◆ Goal of the exercise:
Reproduce every line of the material below, requests included, and offset each coordinate pair in the answers by adding 14 to both numbers.

═══ Data shown ═══

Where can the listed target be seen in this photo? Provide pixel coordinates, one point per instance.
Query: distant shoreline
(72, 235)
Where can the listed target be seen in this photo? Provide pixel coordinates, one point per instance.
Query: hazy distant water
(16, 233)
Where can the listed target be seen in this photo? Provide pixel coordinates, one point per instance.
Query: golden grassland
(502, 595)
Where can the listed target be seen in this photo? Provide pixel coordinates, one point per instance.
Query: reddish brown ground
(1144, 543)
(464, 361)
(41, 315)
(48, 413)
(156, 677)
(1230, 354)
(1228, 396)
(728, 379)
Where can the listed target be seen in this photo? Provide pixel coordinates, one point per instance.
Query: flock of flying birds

═══

◆ Response for this exercise:
Where can the listed target be seen in this photo? Provide pixel coordinates, one point per instance.
Query: distant shoreline
(86, 249)
Where can the listed target be seen in this photo? Provide pixel coordinates, one point per instance.
Query: hazy distant water
(30, 247)
Where can the listed target be seen in this photo? Provide pixel coordinates, one point per instance.
Query: golden grassland
(516, 609)
Where can the listed target be seen in this photo? Provide pixel coordinates, one point per instance.
Query: reddish brown ground
(1158, 557)
(478, 375)
(55, 329)
(62, 427)
(170, 691)
(1244, 368)
(1242, 410)
(742, 393)
Where can the listed target be seen in this photo? Provide pixel coordinates, one point per instance.
Query: flock of flying birds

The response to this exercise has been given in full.